─── EXERCISE INPUTS

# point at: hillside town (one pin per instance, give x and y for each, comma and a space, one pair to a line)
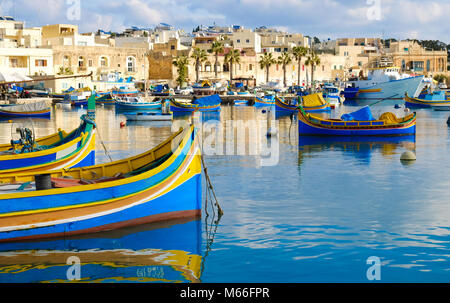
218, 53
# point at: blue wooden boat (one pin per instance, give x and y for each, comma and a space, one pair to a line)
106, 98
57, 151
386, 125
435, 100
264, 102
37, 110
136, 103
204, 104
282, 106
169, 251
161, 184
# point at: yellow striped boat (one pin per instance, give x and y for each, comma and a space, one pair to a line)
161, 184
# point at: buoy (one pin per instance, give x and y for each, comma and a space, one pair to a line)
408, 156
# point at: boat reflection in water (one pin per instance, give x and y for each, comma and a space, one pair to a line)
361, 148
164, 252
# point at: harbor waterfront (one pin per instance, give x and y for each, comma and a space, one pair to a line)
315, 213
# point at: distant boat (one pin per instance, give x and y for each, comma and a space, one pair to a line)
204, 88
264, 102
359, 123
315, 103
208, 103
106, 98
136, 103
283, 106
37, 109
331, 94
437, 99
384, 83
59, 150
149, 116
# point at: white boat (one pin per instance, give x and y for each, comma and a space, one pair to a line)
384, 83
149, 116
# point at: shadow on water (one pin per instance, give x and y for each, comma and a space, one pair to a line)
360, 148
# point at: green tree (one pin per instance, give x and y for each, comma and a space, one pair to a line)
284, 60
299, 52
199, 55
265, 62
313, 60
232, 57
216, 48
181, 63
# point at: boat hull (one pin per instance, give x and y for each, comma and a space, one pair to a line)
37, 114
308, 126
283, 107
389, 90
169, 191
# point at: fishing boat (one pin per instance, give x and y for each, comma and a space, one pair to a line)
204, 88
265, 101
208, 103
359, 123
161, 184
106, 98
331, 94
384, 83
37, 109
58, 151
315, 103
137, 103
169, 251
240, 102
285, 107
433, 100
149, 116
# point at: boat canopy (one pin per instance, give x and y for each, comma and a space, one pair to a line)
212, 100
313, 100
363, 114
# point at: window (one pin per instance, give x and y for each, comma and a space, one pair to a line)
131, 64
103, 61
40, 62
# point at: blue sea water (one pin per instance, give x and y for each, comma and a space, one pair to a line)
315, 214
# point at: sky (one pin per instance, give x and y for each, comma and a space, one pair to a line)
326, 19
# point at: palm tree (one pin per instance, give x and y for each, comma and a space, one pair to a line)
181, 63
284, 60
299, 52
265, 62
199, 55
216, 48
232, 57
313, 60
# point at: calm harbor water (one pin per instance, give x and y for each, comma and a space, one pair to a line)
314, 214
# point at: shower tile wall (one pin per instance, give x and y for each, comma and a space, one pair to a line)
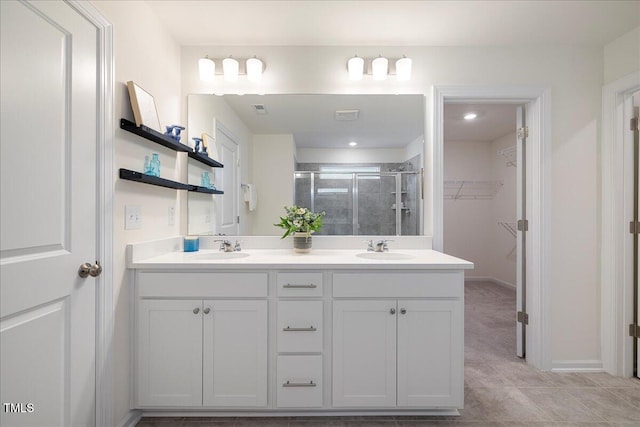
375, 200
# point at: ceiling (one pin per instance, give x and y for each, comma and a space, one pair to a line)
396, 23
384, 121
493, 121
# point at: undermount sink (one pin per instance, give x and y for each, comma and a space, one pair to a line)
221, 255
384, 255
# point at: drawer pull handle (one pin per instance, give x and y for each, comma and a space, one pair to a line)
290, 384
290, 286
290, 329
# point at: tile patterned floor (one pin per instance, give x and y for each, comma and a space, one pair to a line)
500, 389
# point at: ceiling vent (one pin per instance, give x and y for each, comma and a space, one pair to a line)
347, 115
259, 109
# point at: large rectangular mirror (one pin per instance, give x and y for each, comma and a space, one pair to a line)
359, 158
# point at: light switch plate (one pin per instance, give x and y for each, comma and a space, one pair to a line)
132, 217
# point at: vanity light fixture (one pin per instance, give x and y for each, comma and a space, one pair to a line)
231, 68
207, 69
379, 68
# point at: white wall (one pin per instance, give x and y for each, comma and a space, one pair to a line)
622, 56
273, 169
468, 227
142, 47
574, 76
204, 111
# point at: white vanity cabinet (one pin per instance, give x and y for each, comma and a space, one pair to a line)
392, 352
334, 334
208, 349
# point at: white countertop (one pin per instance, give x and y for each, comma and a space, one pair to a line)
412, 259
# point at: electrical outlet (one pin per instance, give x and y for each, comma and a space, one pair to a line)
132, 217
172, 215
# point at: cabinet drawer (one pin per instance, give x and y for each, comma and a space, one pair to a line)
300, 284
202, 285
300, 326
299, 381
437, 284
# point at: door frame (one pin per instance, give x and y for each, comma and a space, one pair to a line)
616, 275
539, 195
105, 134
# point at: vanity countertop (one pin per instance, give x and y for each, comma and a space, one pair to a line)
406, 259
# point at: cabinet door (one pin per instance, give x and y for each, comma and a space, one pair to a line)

──────

_GIVEN TASK_
Repeat the data above exactly, but not the pictures.

_WRITTEN RESPONSE_
# point at: hillside town (one pin per instance, give x and y for each, comma and a space, one pair to a line)
218, 53
# point at: blue wooden boat (one pin per instance, give x and y for each, comma and a space, one pair to a line)
106, 98
57, 151
386, 125
435, 100
264, 102
37, 110
136, 103
204, 104
282, 106
169, 251
161, 184
# point at: yellow striped boat (one pin per instance, give x and y for each, comma and a space, one pair to a line)
161, 184
# point at: buoy (one pin per instance, give x and y for each, comma and a space, one pair to a line)
408, 156
# point at: boat reflection in water (one pin per instance, give x and y for each, comma and a space, one pair to a line)
361, 148
164, 252
# point at: harbor waterfront (one pin per instance, give x and y for each, comma and a space, one pair to a line)
315, 213
# point at: distant boat (one pin per instance, give x and y for each, comma and a space, one pair to a line)
204, 88
264, 102
359, 123
315, 103
208, 103
106, 98
136, 103
283, 106
37, 109
331, 94
437, 99
384, 83
59, 150
149, 116
# point at: white boat (one pin per instance, give x and y for each, comma and a space, one pair to a line)
384, 83
149, 116
# point at: shadow on water (one pin per instance, give x and y for each, comma and a space, one pair to a line)
360, 148
# point at: green tree (one pin per instance, give x and y for each, comma and a space, one pair to a line)
284, 60
299, 52
199, 55
265, 62
313, 60
232, 57
216, 48
181, 63
# point at: boat hull (one pin per instance, give x and y for each, comma and a space, one pair to a line)
37, 114
308, 126
283, 107
389, 90
169, 191
# point at: fishing boat (one pin per instance, give x and y for each, comma and a space, one pair to a line)
204, 88
265, 101
208, 103
359, 123
161, 184
106, 98
331, 94
384, 83
37, 109
58, 151
315, 103
137, 103
169, 251
240, 102
285, 107
433, 100
149, 116
# point at: boat canopy (one pin per instance, give x and y for each, comma and a space, one pair to a line)
212, 100
313, 100
363, 114
# point at: window (one pin per instance, give x and y for each, comma and a space, one pair to a line)
131, 64
103, 61
40, 62
# point at: blue sea water (one pin per instance, give x and y for each, comma and a space, one pair to a line)
315, 214
# point at: sky (one pin per instance, give x and y for each, comma and a space, one pair to a line)
326, 19
# point at: palm tree (one pin per instance, give x and y for each, comma and a space, one pair to a line)
181, 63
284, 60
299, 52
265, 62
199, 55
216, 48
232, 57
313, 60
# point at: calm harbor water (one pin per instance, give x and y for each, comma and a space, one pair to a line)
314, 214
# point at: shower tile wall (one pin per instance, give x and y for each, comma and a space, one pair to a line)
375, 200
# point at: ceiling (one pin per instance, give x and y for each, comma and a space, one pair to a line)
396, 23
384, 121
493, 121
# point at: undermount sink (one pin per instance, give x and y for each, comma and a space, one pair to a line)
221, 255
384, 255
# point at: drawer pull handle (one pin per instance, give x and y for each, comma and a space, one pair to a line)
290, 384
290, 286
290, 329
# point at: tile patterned floor (one pin per instance, give x and y for each, comma and a space, one pair to a line)
500, 389
# point at: ceiling vent (one pin per instance, give x and y for each, comma and a space, one pair to a line)
347, 115
259, 109
# point at: large rectangular mirror (one pin per instance, give x and y for each, comma and a space, one pair to a line)
359, 158
# point at: light switch plate (one pin per instance, give x and y for each, comma and a space, one pair to a line)
132, 217
# point at: vanity light fixture (one pin per instance, give x and y for each, comma and a space, one pair to a line)
231, 68
207, 69
379, 68
# point at: white wall (one pin per instance, give x and y for each, comma and a space, one pair to a line)
622, 56
273, 169
468, 227
142, 47
574, 76
204, 111
# point at: white vanity cabinet (one pin per instance, give x and y for each, comma and a space, one pair to a line)
392, 352
334, 334
208, 349
# point at: white countertop (one pin per instance, give x and y for each, comma and a space, one pair to a line)
412, 259
# point at: electrical outlet (one pin per instance, give x and y for each, comma and a space, one pair to a line)
132, 217
172, 215
# point at: cabinet drawer (one pin per instance, give x and y for each, comma and a space, one pair to a line)
300, 284
202, 285
300, 326
299, 381
437, 284
# point at: door frame (one pin per instance, give x and y for each, comma and a space, one pair to a line)
616, 275
539, 195
105, 134
# point at: vanity countertop (one pin per instance, give x and y for each, comma and a space, one pair to a line)
406, 259
# point at: cabinet door (one pin per instance, give x and y for each, comma and a space, one pair to a line)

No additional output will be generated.